Stored data
= = = = =

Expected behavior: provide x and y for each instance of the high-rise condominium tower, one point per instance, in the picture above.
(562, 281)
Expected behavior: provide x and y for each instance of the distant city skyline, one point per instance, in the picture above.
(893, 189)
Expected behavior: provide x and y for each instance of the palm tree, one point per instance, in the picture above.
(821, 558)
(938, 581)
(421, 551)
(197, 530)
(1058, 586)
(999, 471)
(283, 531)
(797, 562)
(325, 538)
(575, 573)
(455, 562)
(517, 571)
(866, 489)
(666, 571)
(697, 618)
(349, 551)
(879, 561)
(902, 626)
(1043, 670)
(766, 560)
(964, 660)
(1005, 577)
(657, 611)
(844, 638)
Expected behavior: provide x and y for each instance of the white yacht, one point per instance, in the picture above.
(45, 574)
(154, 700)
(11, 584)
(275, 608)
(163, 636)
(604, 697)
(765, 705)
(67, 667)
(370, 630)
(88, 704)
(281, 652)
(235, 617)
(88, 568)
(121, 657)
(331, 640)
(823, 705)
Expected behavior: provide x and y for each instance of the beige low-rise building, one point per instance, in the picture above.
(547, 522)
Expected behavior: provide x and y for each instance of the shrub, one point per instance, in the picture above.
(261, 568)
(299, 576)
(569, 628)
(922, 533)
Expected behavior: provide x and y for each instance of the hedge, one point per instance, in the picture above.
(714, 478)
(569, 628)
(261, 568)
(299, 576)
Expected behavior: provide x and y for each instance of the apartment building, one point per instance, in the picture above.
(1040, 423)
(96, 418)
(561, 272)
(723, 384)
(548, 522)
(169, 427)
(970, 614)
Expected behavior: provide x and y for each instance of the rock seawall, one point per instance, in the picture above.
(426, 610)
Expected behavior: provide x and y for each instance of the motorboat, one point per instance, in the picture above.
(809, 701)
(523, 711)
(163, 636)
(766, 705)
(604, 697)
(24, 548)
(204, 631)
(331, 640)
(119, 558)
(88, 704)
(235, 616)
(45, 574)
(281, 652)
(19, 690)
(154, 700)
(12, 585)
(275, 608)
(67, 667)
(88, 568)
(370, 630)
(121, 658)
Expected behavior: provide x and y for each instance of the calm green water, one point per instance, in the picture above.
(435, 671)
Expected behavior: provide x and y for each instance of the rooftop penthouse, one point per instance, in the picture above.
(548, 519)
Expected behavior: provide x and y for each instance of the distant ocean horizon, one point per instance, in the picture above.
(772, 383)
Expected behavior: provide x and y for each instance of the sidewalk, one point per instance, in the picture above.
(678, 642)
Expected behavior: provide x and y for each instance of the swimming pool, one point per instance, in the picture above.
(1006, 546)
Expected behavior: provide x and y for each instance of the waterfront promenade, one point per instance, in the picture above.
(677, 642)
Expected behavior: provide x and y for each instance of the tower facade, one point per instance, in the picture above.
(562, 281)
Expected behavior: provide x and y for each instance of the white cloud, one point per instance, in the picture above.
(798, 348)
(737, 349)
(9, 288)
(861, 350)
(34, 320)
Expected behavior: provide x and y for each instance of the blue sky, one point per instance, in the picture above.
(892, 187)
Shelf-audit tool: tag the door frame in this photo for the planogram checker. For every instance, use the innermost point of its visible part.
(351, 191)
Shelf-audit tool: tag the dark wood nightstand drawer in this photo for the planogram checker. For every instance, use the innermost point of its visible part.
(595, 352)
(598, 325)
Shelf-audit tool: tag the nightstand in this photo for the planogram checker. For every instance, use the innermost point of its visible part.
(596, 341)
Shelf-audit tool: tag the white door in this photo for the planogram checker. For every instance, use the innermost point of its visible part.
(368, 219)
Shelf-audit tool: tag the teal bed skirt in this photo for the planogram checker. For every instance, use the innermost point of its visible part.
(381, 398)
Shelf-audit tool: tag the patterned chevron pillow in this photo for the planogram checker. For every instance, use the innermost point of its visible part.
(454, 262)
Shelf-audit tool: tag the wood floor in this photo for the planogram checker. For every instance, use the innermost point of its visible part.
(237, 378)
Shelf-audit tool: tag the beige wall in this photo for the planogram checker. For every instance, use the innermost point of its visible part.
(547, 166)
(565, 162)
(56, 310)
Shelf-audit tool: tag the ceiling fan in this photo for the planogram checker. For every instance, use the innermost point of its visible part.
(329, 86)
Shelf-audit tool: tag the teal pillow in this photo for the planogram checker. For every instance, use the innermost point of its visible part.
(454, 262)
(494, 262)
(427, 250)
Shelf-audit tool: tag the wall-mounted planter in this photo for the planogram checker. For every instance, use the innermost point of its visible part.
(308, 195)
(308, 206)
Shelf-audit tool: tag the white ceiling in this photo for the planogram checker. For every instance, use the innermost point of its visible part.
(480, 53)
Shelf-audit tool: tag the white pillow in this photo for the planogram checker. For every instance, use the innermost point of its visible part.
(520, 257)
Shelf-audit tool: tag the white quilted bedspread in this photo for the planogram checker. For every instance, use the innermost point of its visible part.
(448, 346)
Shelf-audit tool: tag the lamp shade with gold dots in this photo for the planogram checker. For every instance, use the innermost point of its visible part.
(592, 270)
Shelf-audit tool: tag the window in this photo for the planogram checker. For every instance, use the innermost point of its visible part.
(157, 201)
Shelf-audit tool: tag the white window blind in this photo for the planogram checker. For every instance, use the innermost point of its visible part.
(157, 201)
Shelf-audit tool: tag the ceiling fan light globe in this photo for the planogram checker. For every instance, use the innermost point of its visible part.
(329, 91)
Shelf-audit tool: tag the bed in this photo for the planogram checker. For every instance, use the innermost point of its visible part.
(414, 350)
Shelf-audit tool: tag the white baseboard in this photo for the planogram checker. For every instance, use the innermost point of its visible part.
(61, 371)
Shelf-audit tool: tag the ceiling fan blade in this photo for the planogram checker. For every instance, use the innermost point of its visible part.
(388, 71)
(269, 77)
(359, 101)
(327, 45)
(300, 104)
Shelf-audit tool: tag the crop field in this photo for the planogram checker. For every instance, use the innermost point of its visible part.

= = = = =

* [Aim of the exercise]
Copy out the records above exactly and completely.

* [Exercise output]
Expected behavior: provide x and y for each instance of the high-rise condominium tower, one point per instance, in the picture above.
(562, 281)
Expected behavior: provide x and y for each instance of the distant city skyline, one point per instance, in the picture above.
(893, 189)
Expected behavior: provide x and y for each instance of the palm tree, one point per instance, in the picture above.
(821, 558)
(938, 581)
(421, 551)
(197, 530)
(1058, 586)
(999, 471)
(283, 531)
(797, 562)
(325, 538)
(575, 573)
(455, 562)
(517, 571)
(866, 489)
(666, 571)
(697, 618)
(349, 551)
(879, 561)
(902, 626)
(1043, 670)
(766, 560)
(964, 660)
(1005, 577)
(657, 611)
(844, 638)
Expected behavior: provide x and y for each instance of the white yacht, one point per instance, in the picture above.
(45, 574)
(154, 700)
(11, 584)
(275, 608)
(163, 636)
(604, 697)
(765, 705)
(67, 667)
(370, 630)
(88, 704)
(281, 652)
(235, 617)
(88, 568)
(121, 657)
(331, 640)
(823, 705)
Expected behavior: provide x and y for each instance of the beige low-rise building, one point per instance, in the picture above.
(547, 522)
Expected behavior: provide x and y for each instance of the shrub, one point per instance, in the picture above.
(261, 568)
(299, 576)
(569, 628)
(922, 533)
Expected behavior: provide x and y for each instance of the hedge, one point per instance, in the picture above.
(714, 478)
(569, 628)
(261, 568)
(299, 576)
Expected behavior: provide x and y for each instance of the apartment building, one point per instance, in the picture above.
(1040, 423)
(96, 418)
(561, 272)
(723, 384)
(548, 522)
(169, 427)
(970, 614)
Expected behavior: provide x and y for each instance of the rock seawall, one point per instance, in the picture above.
(426, 610)
Expected behavior: provide x and y for each instance of the motorboat, one point per instance, in the picture above.
(809, 701)
(523, 711)
(163, 636)
(766, 705)
(604, 697)
(24, 548)
(204, 631)
(331, 640)
(119, 558)
(88, 704)
(235, 616)
(45, 574)
(281, 652)
(19, 690)
(154, 700)
(12, 585)
(275, 608)
(67, 667)
(88, 568)
(370, 630)
(121, 658)
Expected behavior: provide x and y for each instance of the calm green water, one point per instance, in the picture above.
(435, 671)
Expected behavior: provide x and y for each instance of the rooftop penthouse, one point per instance, in the picture above.
(548, 519)
Expected behavior: provide x and y for each instance of the distant ocean horizon, one point per instance, in the picture above.
(772, 383)
Expected behavior: provide x and y for each instance of the sidewalk, one point per instance, in the picture above.
(678, 642)
Expected behavior: provide x and y for each instance of the swimming pool, one point per instance, in the picture above.
(1006, 546)
Expected behavior: provide x and y for each instance of the waterfront promenade, one point per instance, in the picture above.
(677, 642)
Expected behavior: provide x and y for each instance of the tower facade, one point per instance, in the picture above.
(562, 281)
Expected behavior: provide x and y for each instance of the white cloud, one point per instance, in the picture above.
(798, 348)
(737, 349)
(9, 288)
(861, 350)
(34, 320)
Expected behavior: provide x and y for each instance of the blue sky, one point per instance, in the picture above.
(892, 187)
Shelf-audit tool: tag the door frame in this photo for the planogram checker. For every instance, use the innermost point of its visible part.
(351, 191)
Shelf-audit tool: tag the dark wood nightstand drawer in this photo for the planogram checker. For every instance, use the innermost point of its visible part.
(595, 352)
(598, 325)
Shelf-audit tool: tag the nightstand in this photo for the planogram checker. For every instance, use the innermost point of its visible part.
(596, 341)
Shelf-audit tool: tag the white door in this photo for the planogram checker. For every instance, use the innermost point of its visible part.
(368, 219)
Shelf-audit tool: tag the teal bed skirt in this photo for the planogram checker. For every instance, use the innermost point of its visible part.
(381, 398)
Shelf-audit tool: tag the patterned chevron pillow in this photo for the planogram checker. For every instance, use the innermost point of its visible part.
(454, 262)
Shelf-audit tool: tag the wood floor in this photo for the planogram checker. For every instance, use the innermost point of its visible part.
(237, 378)
Shelf-audit tool: tag the beige wall in this photo for the planogram checker. For every instance, use the innermost point of its visible part.
(547, 166)
(565, 162)
(56, 310)
Shelf-audit tool: tag the ceiling fan in this photo for the planogram checker. For every instance, use the innermost point of its visible part.
(329, 86)
Shelf-audit tool: tag the teal pillow in this photo for the planogram checker. For every instance, use the innermost point of its visible part.
(454, 262)
(494, 262)
(427, 250)
Shelf-audit tool: tag the wall-mounted planter in this photo for the planogram checker. For every instance, use the innermost point of its visible part.
(308, 195)
(308, 206)
Shelf-audit tool: tag the white ceiling in this photo for the planogram checker. For every instance, use the innermost point of its visible part.
(480, 53)
Shelf-audit tool: tag the white pillow in this photo for the planogram checker. For every instance, use the innermost point of its visible part.
(520, 257)
Shelf-audit tool: tag the white quilted bedspread in this photo for the planogram checker. For every instance, use the innermost point of its visible part.
(448, 346)
Shelf-audit tool: tag the lamp shade with gold dots in this photo for the planogram checker. For every instance, use the innermost point of its visible part.
(592, 270)
Shelf-audit tool: tag the window in this photo for the planogram checker. For every instance, use the innermost point of its visible part.
(157, 201)
Shelf-audit tool: tag the white window blind in this photo for the planogram checker. For every instance, use the innermost point of its visible part.
(157, 201)
Shelf-audit tool: tag the ceiling fan light globe in this photo for the planogram checker. For every instance, use the innermost point of its visible part.
(329, 91)
Shelf-audit tool: tag the bed in this photo for the planogram checker. For every instance, use the innermost point of its visible part.
(414, 350)
Shelf-audit tool: tag the white baseboard in this photo for the planogram checker. For every instance, use the innermost point of its visible part.
(61, 371)
Shelf-audit tool: tag the ceiling fan blade in this photo for the planogram checker. For every instance, use the innermost point of its visible part.
(388, 71)
(269, 77)
(359, 101)
(327, 45)
(300, 104)
Shelf-audit tool: tag the crop field in this photo for the planogram checker. For every instance, use the innermost point of its visible part.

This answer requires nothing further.